TO DO:
1. List every type of correlation that the statistics package description says its Correlation module provides.
2. Pick up the statistics package description after its final line and continue it.
* START TEXT SHOWN *
This package allows to process files and databases for statistical purposes, with focus on estimation of parameters for several types of samples (simple random, stratified and multistage sampling).
Features:
- Multiple Regression. Listwise analysis optimized with use of Alglib library. Pairwise analysis is executed on pure ruby and reports same values as SPSS
- Dominance Analysis. Based on Bodescu and Azen papers, DominanceAnalysis class can report dominance analysis for a sample and DominanceAnalysis. Bootstrap can execute bootstrap analysis to determine dominance stability, as recomended by Azen & Bodescu (2003).
- Classes for Vector, Datasets (set of Vectors) and Multisets (multiple datasets with same fields and type of vectors), and multiple methods to manipulate them
- Module Codification, to help to codify open questions
- Converters to and from database, csv and Excel files, and to output Mx and GGobi files
- Module Correlation provides covariance and pearson, spearman, point biserial, tau a, tau b and gamma correlations. Include methods to create correlation and covariance matrices.
- Module Crosstab provides function to create crosstab for categorical data
- Module HtmlReport provides methods to create a report for every class.
- Regression module provides linear regression methods
- Reliability analysis provides functions to analyze scales. Class ItemAnalysis provides statistics like mean, standard deviation for a scale, alpha and standarized alpha, and for each item: mean, correlation with total scale, mean if deleted, alpha is deleted. With HtmlReport, graph the histogram of the scale and the Item Characteristic Curve for each item
- Module SRS (Simple Random Sampling) provides a lot of functions to estimate standard error for several type of samples
- Interfaces to gdchart, gnuplot and SVG::Graph
Examples
Real work session
# Read a CSV file, using '' and 'error' as missing values and ommiting 1 lines
ds=RubySS::CSV.read('resultados_c1.csv',['','error'],1)
# Create a new vector (column), calculating the mean of 13 vectors. Accept 1 missing values on one of the vectors
indice_constructivismo_becker=ds.vector_mean(%w{fd_2_1 fd_2_2 fd_3_1 fd_3_2 fd_3_3},1)
# Add the vector to the dataset
ds.add_vector("ind_cons_becker",indice_constructivismo_becker)
* END TEXT SHOWN *
* START ITEMS *
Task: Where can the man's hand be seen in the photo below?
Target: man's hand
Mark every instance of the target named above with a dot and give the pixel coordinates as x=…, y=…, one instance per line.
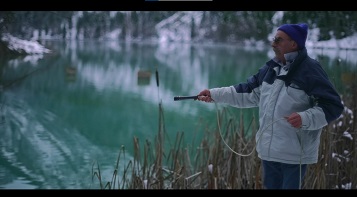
x=294, y=119
x=205, y=95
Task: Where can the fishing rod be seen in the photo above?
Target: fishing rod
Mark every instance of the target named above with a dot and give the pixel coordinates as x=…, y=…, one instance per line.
x=178, y=98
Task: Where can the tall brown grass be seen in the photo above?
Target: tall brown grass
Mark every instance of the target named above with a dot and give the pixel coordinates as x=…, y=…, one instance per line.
x=214, y=166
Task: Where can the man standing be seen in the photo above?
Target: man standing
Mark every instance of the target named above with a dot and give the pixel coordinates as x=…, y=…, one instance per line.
x=296, y=100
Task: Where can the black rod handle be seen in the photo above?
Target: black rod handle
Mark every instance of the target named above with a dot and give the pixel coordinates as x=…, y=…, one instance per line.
x=177, y=98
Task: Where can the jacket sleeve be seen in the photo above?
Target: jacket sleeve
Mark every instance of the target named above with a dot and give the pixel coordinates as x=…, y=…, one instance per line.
x=243, y=95
x=327, y=104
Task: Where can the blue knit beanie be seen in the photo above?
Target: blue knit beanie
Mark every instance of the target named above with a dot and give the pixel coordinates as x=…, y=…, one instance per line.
x=297, y=32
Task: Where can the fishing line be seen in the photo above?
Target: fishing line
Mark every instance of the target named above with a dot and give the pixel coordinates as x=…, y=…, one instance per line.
x=177, y=98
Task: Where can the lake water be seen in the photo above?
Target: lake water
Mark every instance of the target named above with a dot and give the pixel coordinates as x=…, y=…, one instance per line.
x=85, y=101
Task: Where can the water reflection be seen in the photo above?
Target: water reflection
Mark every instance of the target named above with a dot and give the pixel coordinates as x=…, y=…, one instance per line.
x=83, y=102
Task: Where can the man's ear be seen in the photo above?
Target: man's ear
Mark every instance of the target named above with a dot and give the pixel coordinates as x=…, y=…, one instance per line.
x=294, y=45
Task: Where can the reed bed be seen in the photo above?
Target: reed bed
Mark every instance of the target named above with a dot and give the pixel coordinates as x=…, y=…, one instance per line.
x=226, y=158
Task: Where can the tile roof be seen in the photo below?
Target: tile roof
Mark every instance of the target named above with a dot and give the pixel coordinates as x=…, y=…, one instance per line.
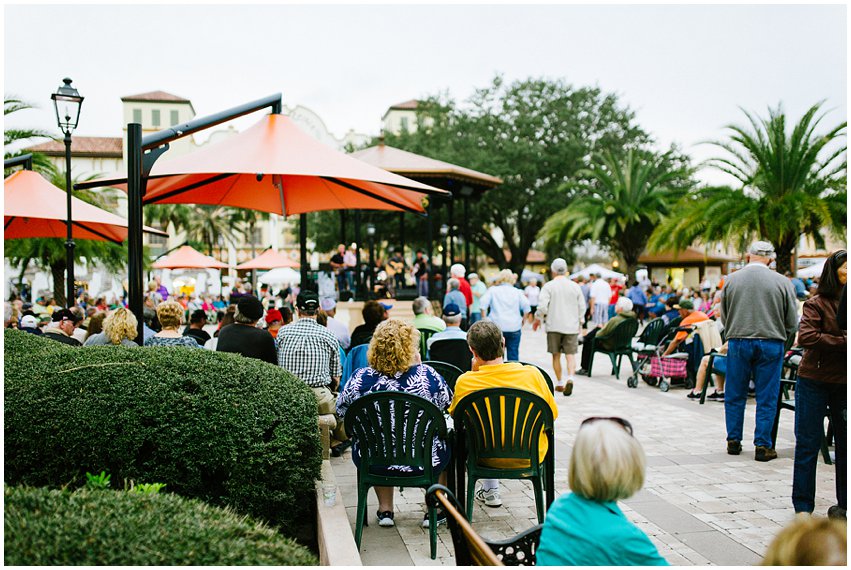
x=83, y=146
x=155, y=96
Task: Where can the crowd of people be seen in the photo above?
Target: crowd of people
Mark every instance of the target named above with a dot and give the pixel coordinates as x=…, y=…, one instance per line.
x=761, y=311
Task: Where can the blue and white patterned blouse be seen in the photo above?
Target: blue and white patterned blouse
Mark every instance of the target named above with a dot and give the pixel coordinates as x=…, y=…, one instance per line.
x=420, y=380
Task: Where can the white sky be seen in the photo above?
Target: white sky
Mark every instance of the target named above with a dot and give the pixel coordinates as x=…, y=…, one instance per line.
x=685, y=69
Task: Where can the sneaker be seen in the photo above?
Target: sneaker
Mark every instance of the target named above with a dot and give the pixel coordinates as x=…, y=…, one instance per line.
x=734, y=447
x=764, y=453
x=385, y=518
x=836, y=512
x=490, y=497
x=441, y=518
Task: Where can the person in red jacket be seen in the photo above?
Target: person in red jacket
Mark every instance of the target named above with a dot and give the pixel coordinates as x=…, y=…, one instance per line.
x=822, y=386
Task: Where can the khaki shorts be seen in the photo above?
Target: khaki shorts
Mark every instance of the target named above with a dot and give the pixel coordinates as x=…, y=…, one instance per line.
x=564, y=343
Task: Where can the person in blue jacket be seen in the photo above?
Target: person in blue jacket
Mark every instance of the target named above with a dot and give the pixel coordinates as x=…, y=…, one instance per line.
x=586, y=527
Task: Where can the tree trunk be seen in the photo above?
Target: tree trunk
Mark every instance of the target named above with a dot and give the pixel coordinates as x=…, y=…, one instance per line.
x=57, y=270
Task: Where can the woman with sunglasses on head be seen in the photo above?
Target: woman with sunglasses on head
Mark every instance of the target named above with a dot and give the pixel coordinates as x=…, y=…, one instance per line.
x=586, y=527
x=822, y=386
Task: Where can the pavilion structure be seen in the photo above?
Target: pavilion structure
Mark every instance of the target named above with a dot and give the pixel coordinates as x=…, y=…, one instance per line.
x=465, y=184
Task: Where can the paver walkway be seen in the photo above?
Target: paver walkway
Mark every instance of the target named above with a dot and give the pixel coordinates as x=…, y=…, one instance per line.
x=699, y=505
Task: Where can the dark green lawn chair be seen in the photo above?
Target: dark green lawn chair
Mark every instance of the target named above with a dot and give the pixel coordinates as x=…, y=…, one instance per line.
x=394, y=428
x=481, y=436
x=620, y=342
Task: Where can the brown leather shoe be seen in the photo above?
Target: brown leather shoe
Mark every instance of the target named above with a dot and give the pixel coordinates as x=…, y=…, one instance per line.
x=764, y=453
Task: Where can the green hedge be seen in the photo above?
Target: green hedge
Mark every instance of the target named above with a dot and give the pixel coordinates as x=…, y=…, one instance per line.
x=219, y=427
x=49, y=527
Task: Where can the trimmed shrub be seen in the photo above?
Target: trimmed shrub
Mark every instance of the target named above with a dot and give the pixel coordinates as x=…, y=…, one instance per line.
x=219, y=427
x=59, y=528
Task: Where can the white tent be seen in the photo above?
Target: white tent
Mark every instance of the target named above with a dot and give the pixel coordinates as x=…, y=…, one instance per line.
x=279, y=276
x=812, y=270
x=595, y=268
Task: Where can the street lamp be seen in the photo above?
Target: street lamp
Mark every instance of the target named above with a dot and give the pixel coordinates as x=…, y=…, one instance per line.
x=370, y=233
x=67, y=102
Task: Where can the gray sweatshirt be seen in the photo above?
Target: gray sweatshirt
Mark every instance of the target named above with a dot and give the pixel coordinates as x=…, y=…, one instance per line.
x=757, y=302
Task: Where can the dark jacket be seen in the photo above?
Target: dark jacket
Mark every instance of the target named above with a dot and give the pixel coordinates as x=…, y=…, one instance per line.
x=825, y=344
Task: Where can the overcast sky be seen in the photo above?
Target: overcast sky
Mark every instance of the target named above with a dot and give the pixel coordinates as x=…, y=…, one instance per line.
x=685, y=70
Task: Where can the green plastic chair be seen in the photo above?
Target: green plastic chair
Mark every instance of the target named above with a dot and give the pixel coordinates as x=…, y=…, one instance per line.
x=449, y=372
x=481, y=436
x=621, y=340
x=395, y=428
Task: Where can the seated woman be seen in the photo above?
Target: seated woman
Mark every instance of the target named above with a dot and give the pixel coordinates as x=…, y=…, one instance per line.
x=586, y=527
x=394, y=365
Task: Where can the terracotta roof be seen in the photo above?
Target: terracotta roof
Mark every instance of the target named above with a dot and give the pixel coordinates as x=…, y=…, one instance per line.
x=83, y=146
x=414, y=165
x=155, y=96
x=690, y=255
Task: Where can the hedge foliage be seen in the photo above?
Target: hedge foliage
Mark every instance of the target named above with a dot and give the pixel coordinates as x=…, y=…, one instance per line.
x=50, y=527
x=219, y=427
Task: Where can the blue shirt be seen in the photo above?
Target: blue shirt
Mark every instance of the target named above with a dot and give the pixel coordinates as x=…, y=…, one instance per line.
x=582, y=532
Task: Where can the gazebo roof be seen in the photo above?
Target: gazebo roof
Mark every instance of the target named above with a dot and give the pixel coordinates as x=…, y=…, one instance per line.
x=689, y=255
x=417, y=166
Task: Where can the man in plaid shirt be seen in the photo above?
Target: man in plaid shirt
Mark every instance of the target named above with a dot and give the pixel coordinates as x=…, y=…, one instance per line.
x=311, y=353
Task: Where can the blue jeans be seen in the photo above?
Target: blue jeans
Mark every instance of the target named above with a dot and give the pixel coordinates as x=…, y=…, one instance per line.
x=812, y=401
x=512, y=345
x=764, y=359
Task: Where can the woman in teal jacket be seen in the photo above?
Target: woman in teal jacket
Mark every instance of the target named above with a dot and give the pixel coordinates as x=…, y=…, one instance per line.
x=586, y=527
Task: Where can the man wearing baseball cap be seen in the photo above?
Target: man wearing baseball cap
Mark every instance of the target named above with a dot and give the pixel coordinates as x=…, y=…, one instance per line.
x=760, y=314
x=685, y=306
x=62, y=325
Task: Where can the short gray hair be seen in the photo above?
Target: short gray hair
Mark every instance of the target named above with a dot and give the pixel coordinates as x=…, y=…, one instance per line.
x=420, y=305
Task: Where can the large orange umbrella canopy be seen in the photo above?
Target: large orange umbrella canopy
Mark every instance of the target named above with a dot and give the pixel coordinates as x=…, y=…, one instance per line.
x=35, y=208
x=276, y=167
x=269, y=259
x=188, y=258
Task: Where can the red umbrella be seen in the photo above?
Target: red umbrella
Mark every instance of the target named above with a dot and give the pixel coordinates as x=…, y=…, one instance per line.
x=188, y=258
x=35, y=208
x=275, y=167
x=269, y=259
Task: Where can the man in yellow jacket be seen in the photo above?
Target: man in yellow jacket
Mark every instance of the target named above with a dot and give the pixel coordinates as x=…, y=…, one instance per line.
x=490, y=371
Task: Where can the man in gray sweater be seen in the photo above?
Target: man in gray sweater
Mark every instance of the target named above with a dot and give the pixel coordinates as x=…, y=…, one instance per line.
x=759, y=311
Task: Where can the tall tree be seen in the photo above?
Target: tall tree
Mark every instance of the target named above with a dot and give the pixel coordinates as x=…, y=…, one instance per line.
x=787, y=184
x=535, y=134
x=620, y=200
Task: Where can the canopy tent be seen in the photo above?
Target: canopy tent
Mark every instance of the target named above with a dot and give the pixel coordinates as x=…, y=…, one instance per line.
x=188, y=258
x=596, y=268
x=280, y=276
x=35, y=208
x=269, y=259
x=276, y=167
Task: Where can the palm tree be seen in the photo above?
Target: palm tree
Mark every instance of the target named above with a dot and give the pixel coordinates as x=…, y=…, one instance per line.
x=41, y=164
x=620, y=201
x=788, y=184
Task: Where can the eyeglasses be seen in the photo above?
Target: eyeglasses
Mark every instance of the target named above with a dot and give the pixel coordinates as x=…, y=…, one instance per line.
x=623, y=423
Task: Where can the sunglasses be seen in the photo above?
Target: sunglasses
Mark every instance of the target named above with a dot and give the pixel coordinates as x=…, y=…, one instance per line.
x=622, y=422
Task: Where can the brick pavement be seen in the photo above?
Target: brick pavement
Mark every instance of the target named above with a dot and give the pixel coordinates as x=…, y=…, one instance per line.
x=699, y=505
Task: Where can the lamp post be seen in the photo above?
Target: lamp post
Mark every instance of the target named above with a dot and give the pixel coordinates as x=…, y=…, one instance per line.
* END ITEMS *
THE RESULTS:
1. Pearson, Spearman, point biserial, tau a, tau b, gamma

2.
# Verify data. Vecto 'de_3_sex' must have values 'a' or 'b'. Dataset#verify returns and array with all errors
t_sex=create_test("Sex must be a o b",'de_3_sex') {|v| v['de_3_sex']=="a" or v['de_3_sex']=="b")}
p ds.verify(t_sexo)
# Creates a new dataset, based on the names of vectors
ds_software=ds.dup(%w{pe1n1 pe1n2 pe1n3 pe1n4 pe1n5 })
# Creates an html report, add a correlation matrix with all the scale vectors and save the report into a file
hr=RubySS::HtmlReport.new(ds_software,"correlations")
hr.add_correlation_matrix()
hr.save("correlation_matrix.html")
# Saves the new dataset
RubySS::CSV.write(ds_software,"ds_software.csv",true)Simulation of sample distribution for SRS
require File.dirname(__FILE__)+"/../lib/rubyss"
require 'rubyss/srs'
require 'rubyss/multiset'
require 'gnuplot'
tests=10000
sample_size=100
a=[]
(-20..+20).to_a.each {|i|
z=i/10.0
a+=[GSL::Ran.ugaussian_pdf(z)*1000]*25
}
pop=a.to_vector(:scale)
s=pop.standard_deviation_population
puts "Parameters:"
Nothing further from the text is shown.